[[ GIVEN INFORMATION open ]]

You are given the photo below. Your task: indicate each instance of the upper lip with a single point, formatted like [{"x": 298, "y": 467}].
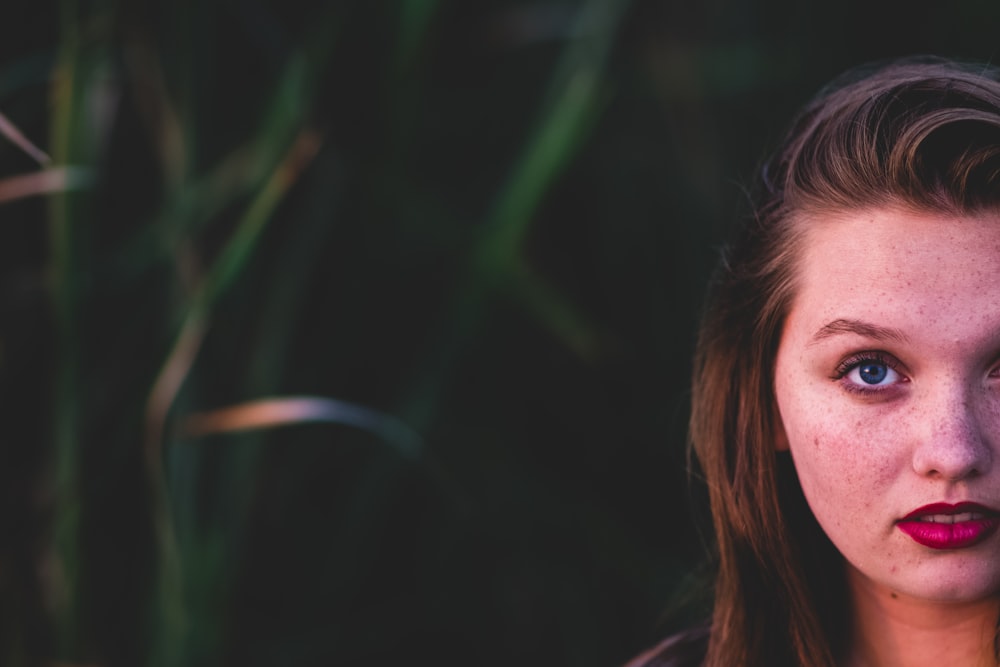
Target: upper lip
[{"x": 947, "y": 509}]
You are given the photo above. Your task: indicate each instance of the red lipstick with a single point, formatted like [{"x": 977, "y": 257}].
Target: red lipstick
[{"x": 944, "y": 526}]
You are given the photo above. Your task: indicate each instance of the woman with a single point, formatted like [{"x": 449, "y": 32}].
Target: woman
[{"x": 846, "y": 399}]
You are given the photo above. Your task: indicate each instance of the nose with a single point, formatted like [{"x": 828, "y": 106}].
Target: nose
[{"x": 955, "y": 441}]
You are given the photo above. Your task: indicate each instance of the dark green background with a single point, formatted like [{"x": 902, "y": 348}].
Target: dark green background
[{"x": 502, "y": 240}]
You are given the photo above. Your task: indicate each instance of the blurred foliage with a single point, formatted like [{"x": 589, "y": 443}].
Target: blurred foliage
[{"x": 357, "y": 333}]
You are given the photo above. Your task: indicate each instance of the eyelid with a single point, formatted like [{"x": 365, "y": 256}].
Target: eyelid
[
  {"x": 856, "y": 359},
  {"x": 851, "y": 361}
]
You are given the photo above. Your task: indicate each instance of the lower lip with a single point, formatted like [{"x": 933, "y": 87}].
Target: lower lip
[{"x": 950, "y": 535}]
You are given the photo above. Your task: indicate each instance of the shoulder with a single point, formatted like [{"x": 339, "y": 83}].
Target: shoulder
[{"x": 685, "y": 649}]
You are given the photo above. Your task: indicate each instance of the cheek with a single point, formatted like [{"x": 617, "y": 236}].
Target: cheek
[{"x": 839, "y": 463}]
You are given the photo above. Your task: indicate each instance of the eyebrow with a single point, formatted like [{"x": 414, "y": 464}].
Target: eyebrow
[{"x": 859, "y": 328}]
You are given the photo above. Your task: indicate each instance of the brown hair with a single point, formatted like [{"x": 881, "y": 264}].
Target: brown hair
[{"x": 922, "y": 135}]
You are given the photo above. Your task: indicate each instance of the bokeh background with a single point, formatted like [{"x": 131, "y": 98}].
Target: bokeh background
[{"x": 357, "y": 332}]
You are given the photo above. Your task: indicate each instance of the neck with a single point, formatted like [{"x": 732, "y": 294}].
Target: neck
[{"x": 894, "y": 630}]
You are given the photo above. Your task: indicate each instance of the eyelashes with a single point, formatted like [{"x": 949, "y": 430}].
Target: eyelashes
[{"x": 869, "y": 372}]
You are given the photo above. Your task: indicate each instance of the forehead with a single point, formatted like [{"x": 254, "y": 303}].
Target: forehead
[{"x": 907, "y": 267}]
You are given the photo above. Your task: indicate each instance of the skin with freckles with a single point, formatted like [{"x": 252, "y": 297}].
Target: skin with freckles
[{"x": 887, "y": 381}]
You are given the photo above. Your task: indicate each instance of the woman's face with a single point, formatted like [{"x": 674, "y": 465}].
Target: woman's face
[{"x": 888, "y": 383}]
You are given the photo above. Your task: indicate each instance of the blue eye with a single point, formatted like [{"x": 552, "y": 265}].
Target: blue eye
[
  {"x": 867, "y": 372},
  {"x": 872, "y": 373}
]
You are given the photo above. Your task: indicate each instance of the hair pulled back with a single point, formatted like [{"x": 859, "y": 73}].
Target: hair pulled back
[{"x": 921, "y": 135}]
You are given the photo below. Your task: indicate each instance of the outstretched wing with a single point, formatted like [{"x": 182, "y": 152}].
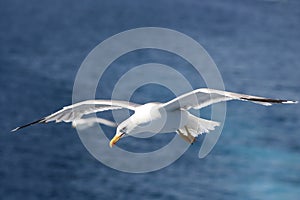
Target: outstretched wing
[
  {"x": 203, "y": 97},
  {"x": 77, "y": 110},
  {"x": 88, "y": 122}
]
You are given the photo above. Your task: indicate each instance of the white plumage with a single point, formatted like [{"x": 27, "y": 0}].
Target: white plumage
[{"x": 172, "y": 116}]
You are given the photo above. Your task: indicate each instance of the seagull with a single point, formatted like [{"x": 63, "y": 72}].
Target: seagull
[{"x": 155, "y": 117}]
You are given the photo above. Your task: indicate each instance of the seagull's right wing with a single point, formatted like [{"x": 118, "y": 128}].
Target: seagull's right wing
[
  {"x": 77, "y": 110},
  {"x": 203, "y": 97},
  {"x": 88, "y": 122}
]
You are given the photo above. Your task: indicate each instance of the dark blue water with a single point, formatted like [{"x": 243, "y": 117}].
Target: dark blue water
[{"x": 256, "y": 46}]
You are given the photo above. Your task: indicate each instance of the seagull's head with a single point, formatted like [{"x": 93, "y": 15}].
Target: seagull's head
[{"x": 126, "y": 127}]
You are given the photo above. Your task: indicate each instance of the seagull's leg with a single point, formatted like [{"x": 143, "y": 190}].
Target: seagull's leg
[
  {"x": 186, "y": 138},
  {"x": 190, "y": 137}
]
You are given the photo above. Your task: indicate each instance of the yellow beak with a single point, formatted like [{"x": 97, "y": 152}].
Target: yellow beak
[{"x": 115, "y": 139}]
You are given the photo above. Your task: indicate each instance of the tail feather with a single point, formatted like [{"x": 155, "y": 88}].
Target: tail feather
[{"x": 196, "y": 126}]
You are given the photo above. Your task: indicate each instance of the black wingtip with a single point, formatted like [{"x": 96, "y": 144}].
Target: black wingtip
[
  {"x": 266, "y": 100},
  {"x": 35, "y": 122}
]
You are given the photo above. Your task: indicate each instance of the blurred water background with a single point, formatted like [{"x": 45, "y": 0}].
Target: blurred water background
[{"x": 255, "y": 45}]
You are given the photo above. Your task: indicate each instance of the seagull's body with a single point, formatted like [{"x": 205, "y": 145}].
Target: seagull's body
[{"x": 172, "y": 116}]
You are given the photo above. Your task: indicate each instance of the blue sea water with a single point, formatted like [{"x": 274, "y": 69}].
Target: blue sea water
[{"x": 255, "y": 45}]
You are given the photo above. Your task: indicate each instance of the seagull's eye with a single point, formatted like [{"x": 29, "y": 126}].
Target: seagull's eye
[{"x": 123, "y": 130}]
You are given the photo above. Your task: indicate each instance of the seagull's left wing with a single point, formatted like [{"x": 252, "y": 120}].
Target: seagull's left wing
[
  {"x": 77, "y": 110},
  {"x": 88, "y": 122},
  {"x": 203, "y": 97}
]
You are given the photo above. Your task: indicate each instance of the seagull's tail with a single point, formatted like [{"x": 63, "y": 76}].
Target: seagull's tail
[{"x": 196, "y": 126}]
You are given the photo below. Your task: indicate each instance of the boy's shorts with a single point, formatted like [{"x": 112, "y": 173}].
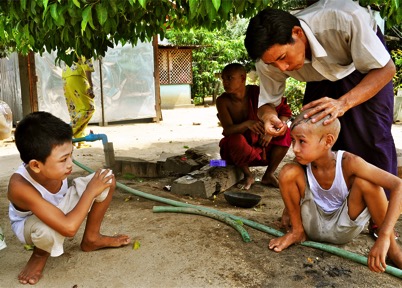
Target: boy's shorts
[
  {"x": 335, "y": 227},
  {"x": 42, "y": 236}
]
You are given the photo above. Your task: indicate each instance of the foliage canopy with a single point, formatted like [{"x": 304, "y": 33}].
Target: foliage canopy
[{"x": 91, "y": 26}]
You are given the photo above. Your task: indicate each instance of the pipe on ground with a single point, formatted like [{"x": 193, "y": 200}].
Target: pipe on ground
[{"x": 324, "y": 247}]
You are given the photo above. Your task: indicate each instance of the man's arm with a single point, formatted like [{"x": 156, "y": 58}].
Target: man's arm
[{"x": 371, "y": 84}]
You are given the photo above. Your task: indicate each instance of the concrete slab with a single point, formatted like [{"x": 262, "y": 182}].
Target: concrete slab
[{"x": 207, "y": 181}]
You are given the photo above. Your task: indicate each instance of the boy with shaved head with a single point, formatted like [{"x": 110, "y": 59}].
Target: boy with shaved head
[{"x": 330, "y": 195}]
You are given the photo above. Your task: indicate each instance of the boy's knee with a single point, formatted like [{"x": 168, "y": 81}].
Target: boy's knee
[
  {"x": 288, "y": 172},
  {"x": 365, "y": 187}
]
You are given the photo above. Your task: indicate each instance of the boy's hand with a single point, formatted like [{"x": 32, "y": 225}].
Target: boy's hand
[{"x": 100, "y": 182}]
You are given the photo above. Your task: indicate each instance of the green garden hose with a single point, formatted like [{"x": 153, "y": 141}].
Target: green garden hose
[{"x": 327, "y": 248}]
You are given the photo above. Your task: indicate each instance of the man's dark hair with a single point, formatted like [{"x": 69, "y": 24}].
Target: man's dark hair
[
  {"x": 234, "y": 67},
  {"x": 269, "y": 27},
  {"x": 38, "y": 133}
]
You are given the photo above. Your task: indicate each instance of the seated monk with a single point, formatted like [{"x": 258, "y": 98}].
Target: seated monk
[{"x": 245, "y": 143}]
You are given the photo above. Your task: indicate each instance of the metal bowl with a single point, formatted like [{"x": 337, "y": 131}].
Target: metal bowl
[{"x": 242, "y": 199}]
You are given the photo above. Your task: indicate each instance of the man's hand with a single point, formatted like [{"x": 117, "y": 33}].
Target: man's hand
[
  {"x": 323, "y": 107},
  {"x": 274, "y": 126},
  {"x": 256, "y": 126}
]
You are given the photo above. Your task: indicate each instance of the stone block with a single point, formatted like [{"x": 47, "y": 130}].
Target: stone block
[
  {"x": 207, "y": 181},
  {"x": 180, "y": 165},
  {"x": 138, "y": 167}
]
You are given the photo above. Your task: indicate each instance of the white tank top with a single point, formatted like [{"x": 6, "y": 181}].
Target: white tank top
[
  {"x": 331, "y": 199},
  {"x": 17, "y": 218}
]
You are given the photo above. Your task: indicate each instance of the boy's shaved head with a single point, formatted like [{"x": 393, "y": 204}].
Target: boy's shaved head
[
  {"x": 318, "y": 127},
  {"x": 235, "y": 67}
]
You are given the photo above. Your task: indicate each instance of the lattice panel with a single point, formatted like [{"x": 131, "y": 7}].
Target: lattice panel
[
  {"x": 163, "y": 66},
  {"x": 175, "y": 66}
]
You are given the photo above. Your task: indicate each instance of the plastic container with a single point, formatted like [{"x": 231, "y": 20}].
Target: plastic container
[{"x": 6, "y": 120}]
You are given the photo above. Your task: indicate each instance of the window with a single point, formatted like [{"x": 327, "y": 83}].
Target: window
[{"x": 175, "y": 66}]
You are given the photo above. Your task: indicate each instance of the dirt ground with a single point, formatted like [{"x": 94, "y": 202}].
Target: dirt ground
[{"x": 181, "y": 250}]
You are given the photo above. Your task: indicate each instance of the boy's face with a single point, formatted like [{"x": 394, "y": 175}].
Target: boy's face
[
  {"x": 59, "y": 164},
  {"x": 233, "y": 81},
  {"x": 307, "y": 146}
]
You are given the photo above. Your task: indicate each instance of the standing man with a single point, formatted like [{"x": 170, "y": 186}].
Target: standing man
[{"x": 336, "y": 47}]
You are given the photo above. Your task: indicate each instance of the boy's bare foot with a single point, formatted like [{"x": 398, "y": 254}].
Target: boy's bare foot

[[ GIVEN INFORMATION closed ]]

YOUR INSTRUCTIONS
Whenever a line in the entries above includes the word "foot", pull that line out.

TASK ANSWER
You are given the photo above. Your task: indicate each instance of the boy's bare foot with a single point, formatted like [{"x": 398, "y": 254}].
Target: boy's bare foot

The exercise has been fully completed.